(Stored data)
*** Block opens ***
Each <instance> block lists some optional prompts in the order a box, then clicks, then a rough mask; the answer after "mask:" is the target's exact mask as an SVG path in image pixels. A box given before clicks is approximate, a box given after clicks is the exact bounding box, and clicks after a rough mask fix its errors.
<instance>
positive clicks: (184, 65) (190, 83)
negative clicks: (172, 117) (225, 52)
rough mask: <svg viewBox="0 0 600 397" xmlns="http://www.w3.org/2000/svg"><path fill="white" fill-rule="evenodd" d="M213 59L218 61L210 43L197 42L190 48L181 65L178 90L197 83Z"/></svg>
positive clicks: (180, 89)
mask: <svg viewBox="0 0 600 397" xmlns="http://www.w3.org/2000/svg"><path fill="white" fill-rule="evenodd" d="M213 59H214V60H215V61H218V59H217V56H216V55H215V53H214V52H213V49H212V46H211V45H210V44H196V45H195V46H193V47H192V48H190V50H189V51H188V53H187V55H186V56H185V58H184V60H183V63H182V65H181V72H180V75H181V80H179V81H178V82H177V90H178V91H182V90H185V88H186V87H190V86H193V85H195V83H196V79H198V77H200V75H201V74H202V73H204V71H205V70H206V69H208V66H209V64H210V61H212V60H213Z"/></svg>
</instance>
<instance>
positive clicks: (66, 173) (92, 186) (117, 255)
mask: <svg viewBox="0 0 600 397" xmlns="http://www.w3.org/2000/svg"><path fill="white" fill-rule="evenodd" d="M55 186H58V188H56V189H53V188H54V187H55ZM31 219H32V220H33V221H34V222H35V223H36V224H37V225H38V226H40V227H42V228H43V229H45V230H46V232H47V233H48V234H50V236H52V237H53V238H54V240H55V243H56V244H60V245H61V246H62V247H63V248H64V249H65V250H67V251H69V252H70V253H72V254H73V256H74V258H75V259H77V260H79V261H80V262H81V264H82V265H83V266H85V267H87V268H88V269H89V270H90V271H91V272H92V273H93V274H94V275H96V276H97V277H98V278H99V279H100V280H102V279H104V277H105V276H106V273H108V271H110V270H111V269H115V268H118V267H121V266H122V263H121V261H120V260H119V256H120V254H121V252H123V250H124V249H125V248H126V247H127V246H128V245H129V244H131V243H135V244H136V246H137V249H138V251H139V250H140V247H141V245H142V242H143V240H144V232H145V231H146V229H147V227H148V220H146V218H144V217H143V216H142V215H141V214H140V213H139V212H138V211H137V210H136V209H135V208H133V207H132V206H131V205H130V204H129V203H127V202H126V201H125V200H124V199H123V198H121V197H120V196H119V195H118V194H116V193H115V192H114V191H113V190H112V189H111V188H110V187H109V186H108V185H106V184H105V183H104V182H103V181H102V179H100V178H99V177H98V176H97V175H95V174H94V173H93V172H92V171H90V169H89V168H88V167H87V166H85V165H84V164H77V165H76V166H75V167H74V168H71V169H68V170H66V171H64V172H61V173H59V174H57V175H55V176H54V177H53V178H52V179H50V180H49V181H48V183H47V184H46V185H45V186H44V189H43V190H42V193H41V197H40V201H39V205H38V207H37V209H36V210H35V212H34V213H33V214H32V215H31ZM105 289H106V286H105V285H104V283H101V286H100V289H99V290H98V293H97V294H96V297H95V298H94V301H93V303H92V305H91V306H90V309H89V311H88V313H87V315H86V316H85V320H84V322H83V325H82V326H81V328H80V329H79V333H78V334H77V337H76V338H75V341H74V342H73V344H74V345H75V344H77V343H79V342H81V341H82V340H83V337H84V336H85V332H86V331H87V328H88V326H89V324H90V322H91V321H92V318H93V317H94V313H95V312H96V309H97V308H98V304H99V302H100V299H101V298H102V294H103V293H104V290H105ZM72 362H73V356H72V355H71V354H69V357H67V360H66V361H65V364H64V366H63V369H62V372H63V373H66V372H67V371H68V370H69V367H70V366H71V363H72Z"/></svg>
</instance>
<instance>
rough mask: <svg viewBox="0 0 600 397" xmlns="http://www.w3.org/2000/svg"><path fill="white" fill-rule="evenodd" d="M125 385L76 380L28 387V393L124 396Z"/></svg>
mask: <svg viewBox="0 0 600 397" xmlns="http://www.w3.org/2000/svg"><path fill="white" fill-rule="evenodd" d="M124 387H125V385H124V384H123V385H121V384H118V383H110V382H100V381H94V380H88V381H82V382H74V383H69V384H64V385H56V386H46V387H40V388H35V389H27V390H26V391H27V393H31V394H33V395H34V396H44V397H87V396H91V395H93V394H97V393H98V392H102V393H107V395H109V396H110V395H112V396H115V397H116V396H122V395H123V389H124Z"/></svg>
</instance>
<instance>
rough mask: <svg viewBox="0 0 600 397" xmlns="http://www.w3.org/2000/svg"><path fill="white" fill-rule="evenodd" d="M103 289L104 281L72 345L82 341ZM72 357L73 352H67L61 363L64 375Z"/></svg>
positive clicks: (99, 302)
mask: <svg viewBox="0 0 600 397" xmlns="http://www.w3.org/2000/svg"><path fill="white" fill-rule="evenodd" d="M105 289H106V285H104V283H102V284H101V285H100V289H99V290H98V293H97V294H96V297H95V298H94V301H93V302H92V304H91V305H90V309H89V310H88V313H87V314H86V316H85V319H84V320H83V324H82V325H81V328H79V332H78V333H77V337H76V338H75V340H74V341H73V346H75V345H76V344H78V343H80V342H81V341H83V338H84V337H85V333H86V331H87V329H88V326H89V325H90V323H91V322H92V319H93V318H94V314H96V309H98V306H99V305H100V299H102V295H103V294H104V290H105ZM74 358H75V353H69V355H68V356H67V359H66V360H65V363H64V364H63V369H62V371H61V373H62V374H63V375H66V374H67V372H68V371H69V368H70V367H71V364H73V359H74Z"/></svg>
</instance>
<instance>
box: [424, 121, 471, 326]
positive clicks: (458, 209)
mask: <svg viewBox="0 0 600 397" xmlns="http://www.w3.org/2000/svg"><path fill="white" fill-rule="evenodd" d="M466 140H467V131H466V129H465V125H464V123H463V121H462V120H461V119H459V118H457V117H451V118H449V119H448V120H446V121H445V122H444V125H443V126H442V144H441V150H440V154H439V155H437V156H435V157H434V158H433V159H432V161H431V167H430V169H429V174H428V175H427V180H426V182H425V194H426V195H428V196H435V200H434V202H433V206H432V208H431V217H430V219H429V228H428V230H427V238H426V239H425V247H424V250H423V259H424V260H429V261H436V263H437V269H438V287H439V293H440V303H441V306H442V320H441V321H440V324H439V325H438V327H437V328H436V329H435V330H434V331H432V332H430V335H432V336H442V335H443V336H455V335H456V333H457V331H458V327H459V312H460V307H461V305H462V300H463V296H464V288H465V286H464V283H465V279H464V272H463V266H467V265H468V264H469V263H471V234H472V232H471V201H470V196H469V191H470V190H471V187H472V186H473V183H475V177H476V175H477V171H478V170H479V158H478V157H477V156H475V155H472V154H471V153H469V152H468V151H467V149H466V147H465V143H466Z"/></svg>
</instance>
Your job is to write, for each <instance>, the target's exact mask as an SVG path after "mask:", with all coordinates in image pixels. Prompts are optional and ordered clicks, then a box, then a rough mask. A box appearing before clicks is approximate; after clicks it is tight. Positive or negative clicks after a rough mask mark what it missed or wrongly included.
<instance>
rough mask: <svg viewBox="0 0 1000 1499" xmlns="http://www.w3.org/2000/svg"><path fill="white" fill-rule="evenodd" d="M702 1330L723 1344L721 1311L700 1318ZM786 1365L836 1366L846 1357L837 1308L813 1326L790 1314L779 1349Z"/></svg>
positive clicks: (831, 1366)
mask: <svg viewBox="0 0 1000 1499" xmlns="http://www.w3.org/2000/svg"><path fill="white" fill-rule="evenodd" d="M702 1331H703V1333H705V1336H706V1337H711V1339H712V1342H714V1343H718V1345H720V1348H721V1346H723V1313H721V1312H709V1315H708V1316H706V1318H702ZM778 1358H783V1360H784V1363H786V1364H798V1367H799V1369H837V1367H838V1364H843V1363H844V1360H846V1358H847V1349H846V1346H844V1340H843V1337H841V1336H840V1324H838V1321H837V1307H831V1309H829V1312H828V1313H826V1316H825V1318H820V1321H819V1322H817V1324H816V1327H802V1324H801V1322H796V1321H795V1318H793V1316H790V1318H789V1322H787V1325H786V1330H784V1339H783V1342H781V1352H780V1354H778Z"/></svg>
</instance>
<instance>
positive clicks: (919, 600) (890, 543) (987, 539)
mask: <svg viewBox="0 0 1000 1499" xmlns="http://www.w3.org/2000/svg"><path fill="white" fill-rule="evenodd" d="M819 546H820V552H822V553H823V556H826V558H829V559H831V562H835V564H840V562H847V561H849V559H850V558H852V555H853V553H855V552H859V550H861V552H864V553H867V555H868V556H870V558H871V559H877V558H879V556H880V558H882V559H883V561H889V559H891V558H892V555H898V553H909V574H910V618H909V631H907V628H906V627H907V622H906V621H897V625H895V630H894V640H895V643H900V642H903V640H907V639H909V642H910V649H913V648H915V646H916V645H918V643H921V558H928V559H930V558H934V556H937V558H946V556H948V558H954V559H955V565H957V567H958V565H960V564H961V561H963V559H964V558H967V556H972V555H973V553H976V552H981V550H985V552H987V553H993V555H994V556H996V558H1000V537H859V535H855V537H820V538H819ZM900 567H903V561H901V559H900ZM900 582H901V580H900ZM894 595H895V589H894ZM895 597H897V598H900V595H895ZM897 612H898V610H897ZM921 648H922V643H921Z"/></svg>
*** Block closes ***
▶ [Work instruction]: Please determine how many lines in the entries contain the word "image" and reply with that figure alone.

▶ [Solution]: 2